WHAT IS BEING ASKED
Print the listing in its entirety and exactly, leaving out images.

RECORDED DATA
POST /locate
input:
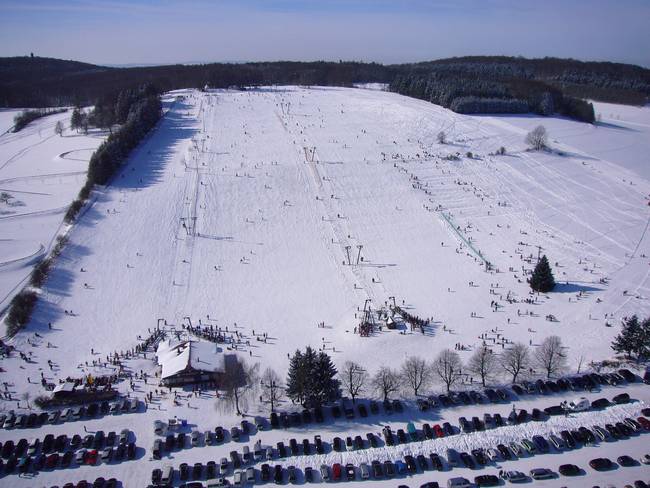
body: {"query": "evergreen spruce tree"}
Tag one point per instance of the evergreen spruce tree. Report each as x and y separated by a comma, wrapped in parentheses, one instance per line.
(76, 119)
(327, 386)
(311, 378)
(296, 378)
(643, 342)
(310, 366)
(542, 278)
(625, 342)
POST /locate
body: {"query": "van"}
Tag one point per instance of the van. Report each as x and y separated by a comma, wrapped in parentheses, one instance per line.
(238, 479)
(167, 475)
(458, 482)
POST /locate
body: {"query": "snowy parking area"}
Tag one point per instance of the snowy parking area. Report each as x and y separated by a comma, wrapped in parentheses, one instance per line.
(274, 215)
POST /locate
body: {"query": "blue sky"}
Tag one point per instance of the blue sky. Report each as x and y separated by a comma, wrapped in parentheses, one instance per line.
(167, 31)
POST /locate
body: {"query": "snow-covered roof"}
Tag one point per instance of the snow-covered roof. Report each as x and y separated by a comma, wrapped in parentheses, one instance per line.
(175, 356)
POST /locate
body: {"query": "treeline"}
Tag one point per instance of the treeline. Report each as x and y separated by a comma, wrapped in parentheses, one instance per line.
(22, 119)
(464, 93)
(42, 82)
(138, 111)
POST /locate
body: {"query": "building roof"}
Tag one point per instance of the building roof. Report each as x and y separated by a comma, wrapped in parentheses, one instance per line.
(175, 356)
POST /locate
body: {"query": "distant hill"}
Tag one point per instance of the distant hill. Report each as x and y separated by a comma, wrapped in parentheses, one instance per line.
(472, 84)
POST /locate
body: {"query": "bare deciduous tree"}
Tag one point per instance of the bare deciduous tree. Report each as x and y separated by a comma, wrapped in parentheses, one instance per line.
(239, 381)
(353, 379)
(272, 387)
(385, 382)
(550, 356)
(537, 138)
(483, 363)
(515, 359)
(447, 367)
(415, 373)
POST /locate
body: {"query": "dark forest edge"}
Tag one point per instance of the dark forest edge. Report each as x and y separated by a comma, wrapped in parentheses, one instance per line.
(24, 118)
(479, 84)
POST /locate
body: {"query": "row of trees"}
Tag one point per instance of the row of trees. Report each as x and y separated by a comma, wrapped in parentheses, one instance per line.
(138, 111)
(463, 92)
(23, 118)
(634, 339)
(39, 82)
(313, 379)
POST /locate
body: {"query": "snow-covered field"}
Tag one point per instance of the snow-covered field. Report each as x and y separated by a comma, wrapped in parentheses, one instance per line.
(43, 173)
(237, 212)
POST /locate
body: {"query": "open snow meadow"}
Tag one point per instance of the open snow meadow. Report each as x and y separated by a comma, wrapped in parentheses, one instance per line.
(278, 215)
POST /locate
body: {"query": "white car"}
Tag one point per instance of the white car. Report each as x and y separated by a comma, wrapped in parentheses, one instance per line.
(513, 476)
(493, 454)
(579, 405)
(541, 474)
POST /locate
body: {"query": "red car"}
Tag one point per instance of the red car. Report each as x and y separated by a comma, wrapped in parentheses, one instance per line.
(336, 472)
(91, 457)
(645, 423)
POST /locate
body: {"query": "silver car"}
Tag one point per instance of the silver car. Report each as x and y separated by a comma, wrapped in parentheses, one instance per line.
(325, 472)
(364, 470)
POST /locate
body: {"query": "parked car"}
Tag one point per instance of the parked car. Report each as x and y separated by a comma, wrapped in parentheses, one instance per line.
(336, 471)
(514, 476)
(626, 461)
(325, 472)
(458, 482)
(601, 464)
(579, 404)
(486, 480)
(504, 451)
(541, 474)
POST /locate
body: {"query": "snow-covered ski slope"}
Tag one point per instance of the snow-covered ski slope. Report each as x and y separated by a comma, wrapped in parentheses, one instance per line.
(43, 173)
(224, 215)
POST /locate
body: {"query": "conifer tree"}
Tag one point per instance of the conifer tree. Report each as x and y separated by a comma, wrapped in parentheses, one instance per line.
(296, 378)
(76, 119)
(311, 379)
(542, 278)
(634, 338)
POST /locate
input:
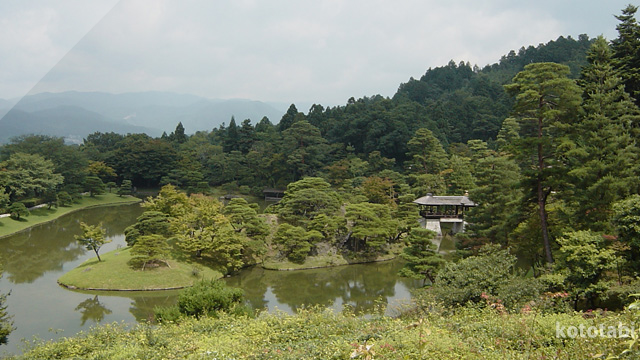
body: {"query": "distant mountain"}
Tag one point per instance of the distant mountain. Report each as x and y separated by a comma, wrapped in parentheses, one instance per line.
(156, 111)
(71, 122)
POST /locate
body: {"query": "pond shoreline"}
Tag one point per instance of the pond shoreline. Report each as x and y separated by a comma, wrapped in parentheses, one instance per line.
(330, 265)
(133, 200)
(73, 287)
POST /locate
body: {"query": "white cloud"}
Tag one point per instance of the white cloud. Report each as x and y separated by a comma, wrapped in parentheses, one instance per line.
(281, 50)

FULL ANSWER
POST /locate
input:
body: {"query": "evergreen spruce tree"}
Tag one point per instance of the evergreen spruce tree. Report each as x and y separated by a comma, wrapped in parentheses, one instance per line.
(76, 119)
(327, 386)
(311, 378)
(296, 378)
(643, 342)
(310, 366)
(542, 278)
(625, 342)
POST /locate
body: {"query": "van"}
Tag one point per instance of the van. Report each as x and y separated by a comma, wrapped in parentheses, one instance per line.
(238, 479)
(167, 475)
(458, 482)
POST /locate
body: {"query": "snowy parking area"}
Tag one point per instance of the snowy parking area. Report each as x and y separated by a comma, wrapped in parentheses, one instance per line.
(274, 215)
POST /locate
body: {"query": "blue sky"}
Tag one point per instance of the blue sky. Report each as x and y separated by a comma, wrapped in parentheses, one instance per line.
(167, 31)
POST /locate
body: {"query": "snow-covered roof"}
Tag one point per instance of the snow-covered roof. Report each as x and y separated by a comma, wrapped in parentheses, one instance per line.
(175, 356)
POST /locate
body: {"query": "treeline"}
Tag one point per instance of the treeline. Report each as x and y separated by a comma, wrapped in parentheses, one instance per line.
(22, 119)
(464, 93)
(42, 82)
(138, 111)
POST /locate
body: {"query": "building roof"}
Tag one point per instance of the building roof. Report each as x and y separated by a comma, wrapped in parentheses, one instance per line.
(175, 356)
POST /locate
body: {"query": "distant hill"}
Tag one point per instance of the distant hill. Report each as x and y separated by a comma, wrapped in parentheses, one instance per line.
(472, 84)
POST /locate
body: {"query": "bare deciduous tree"}
Tag one point per instance of the bare deciduous tree. Report each as x and y separated by a comma, wrapped in parentheses, one instance per line.
(239, 381)
(353, 379)
(272, 387)
(385, 382)
(550, 356)
(537, 138)
(483, 363)
(515, 359)
(447, 367)
(415, 373)
POST /locate
body: {"query": "dark forest edge"}
Tag one point per instance of the dark forest edge. Report each as x and y separated by a comma, wrapped in parentheses, one instance per line.
(24, 118)
(479, 84)
POST /locate
body: {"query": "row of trees"}
Tag one point per instance of the row of trees. Report each as x and y separated by a comma, wrapped in parentheses, one instance per line.
(138, 111)
(463, 92)
(23, 118)
(634, 339)
(39, 82)
(313, 379)
POST /locate
body: {"query": "snow-covered field"}
Tag one point per instance of the snow-covered field. Report each as x and y separated by a comma, wrapped in parentheses, one instance per line.
(43, 173)
(237, 212)
POST /locate
body: {"query": "open snow meadow"}
Tag one point per instance of the open snow meadow. Report each as x and y separated by a comma, wrapped in parentheses, one instance per line.
(278, 215)
POST /locate
body: {"query": "white car"}
Tag one point per instance of the white car. Report each as x and y separated by a comma, wrapped in parentheses, one instance per line.
(513, 476)
(493, 454)
(579, 405)
(541, 474)
POST /locate
body: {"query": "red car"}
Tag one point per instance of the red car. Report each as x and y separated by a comma, wrapped in parentheses, one instance per line.
(336, 472)
(91, 457)
(645, 423)
POST /locate
body: {"query": "silver car"}
Tag one point per instance of the silver car. Report each as x and y separated by a comma, wrapped in parentheses, one instance per line.
(325, 472)
(364, 470)
POST /locate
body: {"query": "parked car"}
Tag one point per instance of the parked car. Report each as x and y separated by a comma, wrapped in parentheses, one instance per line.
(336, 471)
(514, 476)
(626, 461)
(325, 472)
(458, 482)
(601, 464)
(579, 404)
(486, 480)
(504, 451)
(541, 474)
POST /locate
body: {"query": "snow-covered ski slope"}
Tag one point per instance of the snow-covered ski slope. Report each as x and y separated by a comma, wrapped in parentheses, one instance per line.
(43, 173)
(224, 215)
POST /locate
body: {"query": "conifer tree"}
Tag one point per instance of the conifer tree. Report each as x and y separated by a comma, wrapped in parentheses, one instance per line.
(296, 378)
(76, 119)
(311, 379)
(542, 278)
(634, 338)
POST /locate
input:
body: {"query": "distant mountain"}
Tag one point per instance of the distant mountain. Report each as x and y separated by a comma, wrapped in parentheses, one instance per line.
(156, 111)
(71, 122)
POST /locate
body: {"query": "pond shoreline"}
Tag one point per instance of the pond shoreline. Report each as x and y separated by a comma, wrapped in parentheses, one instance per line.
(330, 265)
(133, 200)
(73, 287)
POST /locate
body: {"query": "white cloud"}
Tag one point per instance of the white cloud. Report each as x and y separated by a comma, wrapped in parentheses, one instance per line.
(281, 50)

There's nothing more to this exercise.